(Referring expression data)
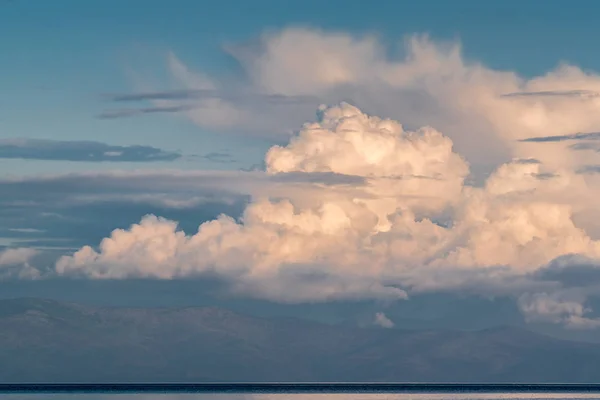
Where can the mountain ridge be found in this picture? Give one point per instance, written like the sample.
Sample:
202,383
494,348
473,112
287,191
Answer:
43,340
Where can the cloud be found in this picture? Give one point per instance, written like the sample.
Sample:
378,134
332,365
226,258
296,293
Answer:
41,149
15,262
16,256
486,113
378,238
130,112
556,308
560,138
213,94
383,321
555,93
450,191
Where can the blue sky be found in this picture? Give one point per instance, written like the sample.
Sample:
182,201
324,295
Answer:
59,57
200,97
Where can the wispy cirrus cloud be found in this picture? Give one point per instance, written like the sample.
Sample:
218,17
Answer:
194,98
88,151
562,138
555,93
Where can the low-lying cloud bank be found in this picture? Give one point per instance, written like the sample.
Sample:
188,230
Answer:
411,225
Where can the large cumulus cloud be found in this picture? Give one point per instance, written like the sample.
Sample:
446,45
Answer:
412,224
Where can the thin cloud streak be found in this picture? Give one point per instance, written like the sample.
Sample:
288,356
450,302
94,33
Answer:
554,93
84,151
561,138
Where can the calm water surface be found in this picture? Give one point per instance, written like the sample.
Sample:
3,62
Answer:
305,396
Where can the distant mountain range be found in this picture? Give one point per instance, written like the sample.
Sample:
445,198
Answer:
49,341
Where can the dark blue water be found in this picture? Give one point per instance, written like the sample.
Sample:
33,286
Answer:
298,392
300,396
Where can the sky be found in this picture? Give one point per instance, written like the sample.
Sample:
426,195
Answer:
304,153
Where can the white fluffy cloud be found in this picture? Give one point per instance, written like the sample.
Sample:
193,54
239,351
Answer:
408,217
412,219
485,112
382,320
15,262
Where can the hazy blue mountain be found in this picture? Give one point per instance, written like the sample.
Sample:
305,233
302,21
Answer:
49,341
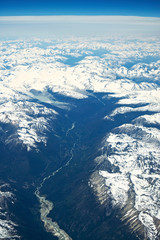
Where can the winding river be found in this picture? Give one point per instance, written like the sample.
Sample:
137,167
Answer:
46,206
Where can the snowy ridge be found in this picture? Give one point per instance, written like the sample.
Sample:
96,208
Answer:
29,68
7,226
133,152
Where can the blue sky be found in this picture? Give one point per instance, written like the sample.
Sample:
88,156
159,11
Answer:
150,8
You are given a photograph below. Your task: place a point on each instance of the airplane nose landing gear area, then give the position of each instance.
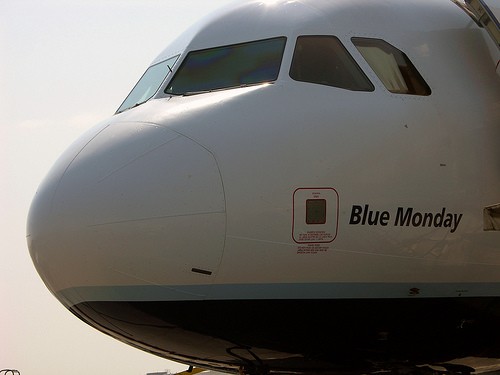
(138, 205)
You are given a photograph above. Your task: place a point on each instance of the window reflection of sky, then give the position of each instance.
(229, 66)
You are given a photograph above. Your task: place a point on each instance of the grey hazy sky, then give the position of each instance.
(64, 66)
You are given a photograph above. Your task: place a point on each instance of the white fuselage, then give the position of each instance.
(202, 197)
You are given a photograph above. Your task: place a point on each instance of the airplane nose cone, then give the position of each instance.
(134, 204)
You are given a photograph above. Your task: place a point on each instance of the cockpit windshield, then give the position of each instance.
(149, 83)
(228, 66)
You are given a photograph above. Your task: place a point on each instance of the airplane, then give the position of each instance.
(293, 186)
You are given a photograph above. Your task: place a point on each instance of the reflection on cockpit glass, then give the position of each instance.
(149, 83)
(229, 66)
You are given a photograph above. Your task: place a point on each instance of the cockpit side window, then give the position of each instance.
(324, 60)
(392, 67)
(228, 66)
(149, 84)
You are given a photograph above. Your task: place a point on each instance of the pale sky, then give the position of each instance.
(64, 66)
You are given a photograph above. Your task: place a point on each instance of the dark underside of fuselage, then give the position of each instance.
(306, 336)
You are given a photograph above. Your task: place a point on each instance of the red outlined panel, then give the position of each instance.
(315, 215)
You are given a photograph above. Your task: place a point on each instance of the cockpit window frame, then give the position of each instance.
(324, 60)
(222, 57)
(392, 66)
(146, 96)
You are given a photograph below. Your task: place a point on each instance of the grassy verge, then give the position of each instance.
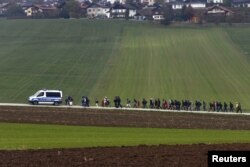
(108, 58)
(35, 136)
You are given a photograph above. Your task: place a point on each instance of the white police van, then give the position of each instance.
(46, 97)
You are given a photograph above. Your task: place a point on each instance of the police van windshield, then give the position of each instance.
(38, 93)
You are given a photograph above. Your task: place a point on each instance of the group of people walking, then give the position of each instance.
(163, 104)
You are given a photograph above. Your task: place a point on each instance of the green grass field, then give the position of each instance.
(135, 60)
(35, 136)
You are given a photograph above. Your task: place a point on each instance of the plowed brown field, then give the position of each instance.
(162, 155)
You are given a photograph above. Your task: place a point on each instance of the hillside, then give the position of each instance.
(135, 60)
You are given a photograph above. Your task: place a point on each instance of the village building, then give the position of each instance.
(97, 10)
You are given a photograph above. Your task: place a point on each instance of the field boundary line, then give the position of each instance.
(122, 109)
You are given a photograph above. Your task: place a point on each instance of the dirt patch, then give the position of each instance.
(146, 156)
(124, 118)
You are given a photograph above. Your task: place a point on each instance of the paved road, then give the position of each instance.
(113, 108)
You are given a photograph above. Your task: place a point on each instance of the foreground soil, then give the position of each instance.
(146, 156)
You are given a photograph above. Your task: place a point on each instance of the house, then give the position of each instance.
(98, 10)
(116, 1)
(150, 13)
(122, 11)
(195, 5)
(219, 10)
(241, 3)
(3, 8)
(36, 9)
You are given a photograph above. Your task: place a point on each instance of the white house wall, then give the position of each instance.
(98, 11)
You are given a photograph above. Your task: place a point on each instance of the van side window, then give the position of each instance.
(53, 94)
(40, 94)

> [EXERCISE AIM]: Transcribe the records above exactly, omitting every picture they contain.

> [RESPONSE AREA]:
Where can the mountain ridge be found in this picture? Give one point per instance, written like the sample.
Sample:
202,383
494,348
473,112
287,191
Answer:
43,340
Where can the cloud be found in this picture? Give one point per instance, written like the sample.
Sample:
378,134
332,365
226,258
296,293
Answer:
41,149
15,262
16,256
486,113
378,238
130,112
556,308
560,138
213,94
383,321
555,93
450,191
Where can the blue sky be found in this picture? Give one point per instance, written like the sample.
Sample:
182,201
324,295
Answer:
59,57
200,97
Where can the wispy cirrus cloud be found in this picture? Give one point per instance, written like the sample.
Sample:
218,17
Answer:
194,98
88,151
562,138
555,93
Where can the low-lying cloud bank be found in this picture? Give one point per instance, written like the sample.
Sample:
188,230
Answer:
411,225
Where can the large cumulus cloud be found in this picture? Give one point per instance, written like the sample.
Sample:
446,45
Answer:
412,224
Where can the thin cloud streak be found in this picture? Give one point per instance, written like the sample.
Sample:
288,356
450,302
94,33
Answer:
554,93
84,151
561,138
Where can the calm water surface be found in this picture? Give one point per instance, written like the sample.
Sample:
3,62
Answer:
305,396
Where can the distant mountain range be found in this picture? Give one point per instance, written like the sample.
Sample:
445,198
Answer:
49,341
Where can the dark blue water be found in this picture? Give one point per instance, written like the sample.
Sample:
33,286
Answer:
298,392
300,396
Where can the sky be found in this picture? Give one point per instance, written like the sample.
Sample:
426,195
Answer:
304,153
Where can the white fluffy cloud be found in this picture? Give one point per instance, written like the sample.
Sample:
193,54
239,351
Answer:
408,217
412,219
485,112
382,320
15,262
Where can the hazy blue mountain be found in this picture? Give one point per instance, written like the sample.
Sample:
305,233
302,21
Answer:
49,341
Where can the winding river be found in this picture? Give one point per instance, written like the sample.
Sample:
137,167
Answer:
46,206
Where can the snowy ridge be found in this picture? Give one point per instance, written like the sample.
Sample:
96,208
Answer:
29,68
7,226
133,152
Where can the blue sky be found in this picture? Give one point per instance, written like the sample.
Sample:
88,156
159,11
Answer:
150,8
You are given a photograph below. Your task: place a point on each instance of the airplane nose landing gear area, then give the position of each instance.
(138, 205)
You are given a photograph above. Your task: place a point on each instance of the window reflection of sky, then give the position of each instance.
(229, 66)
You are given a photograph above. Your task: place a point on each instance of the grey hazy sky, then give the position of each instance.
(64, 66)
You are given a photograph above. Your task: place a point on each instance of the white fuselage, then give the position of each instance.
(202, 197)
You are given a photograph above. Your task: place a point on each instance of the airplane nose cone, then give the position of each instance.
(134, 204)
You are given a photograph above. Your task: place a point on each instance of the cockpit windshield, then give the position of each instance.
(149, 83)
(228, 66)
You are given a photograph above. Your task: place a point on each instance of the airplane, then give the position of each instance.
(293, 186)
You are given a photograph above. Your task: place a point on each instance of the reflection on cockpit glass, then give the position of each instance.
(149, 83)
(229, 66)
You are given a photograph above. Your task: place a point on each instance of the cockpit side window, then give the position of each instance.
(324, 60)
(392, 67)
(228, 66)
(149, 84)
You are given a photograph above. Your task: place a point on each instance of the pale sky, then give the position of each instance.
(64, 66)
You are given a photograph above. Your task: place a point on each instance of the dark underside of fuselage, then give the position of each instance.
(306, 336)
You are given a photograph above. Your task: place a point on each instance of the red outlined panel, then give the position of each instance.
(315, 215)
You are given a photograph above. Your task: place a point on each instance of the cockpit window frame, then give the position of each instance.
(324, 60)
(222, 57)
(392, 66)
(146, 96)
You are given a photograph below. Your task: place a point on each instance of the grassy verge, then give the position of each instance.
(108, 58)
(35, 136)
You are given a photograph above. Your task: place a point on each instance of the white police van, then give the position of each instance.
(46, 97)
You are given a photograph above. Your task: place a point on each instance of the police van windshield, then give the position of each instance.
(38, 93)
You are given a photograph above. Your task: place a point on each instance of the group of people walking, then give the position of each instance.
(163, 104)
You are given a photograph above. Your task: place a point on each instance of the green grass field, then give the position of each instance.
(135, 60)
(35, 136)
You are given a photograph above. Your task: place a point on each instance of the plowed brown field, then give the position of each instance.
(162, 155)
You are given a photograph above. Your task: place a point on each instance of the hillside, then give the position of each instance.
(135, 60)
You are given a photograph above. Your task: place a point on each instance of the village building, then give the position of each instance.
(97, 10)
You are given a photograph above. Your task: place a point on each instance of the field boundary line, then give the position of each instance.
(122, 109)
You are given a photograph above. Your task: place a point on each instance of the dirt patch, then give the position of each instance.
(146, 156)
(124, 118)
You are given a photograph above. Your task: place a point on each instance of the paved road, then give the position of each instance.
(113, 108)
You are given a photograph above. Your task: place a point on each instance of the foreground soil, then give the position of each instance.
(146, 156)
You are given a photograph above. Your task: place a point on each instance of the house, then give the position of each instance.
(98, 10)
(116, 1)
(150, 13)
(122, 11)
(195, 5)
(219, 10)
(241, 3)
(3, 8)
(36, 9)
You are given a photograph above. Your task: place a point on each instance of the white house wall, then give the position of each instance.
(98, 11)
You are given a photograph above. Your task: place a point on each instance of the van side window, then give the position of each instance.
(53, 94)
(40, 94)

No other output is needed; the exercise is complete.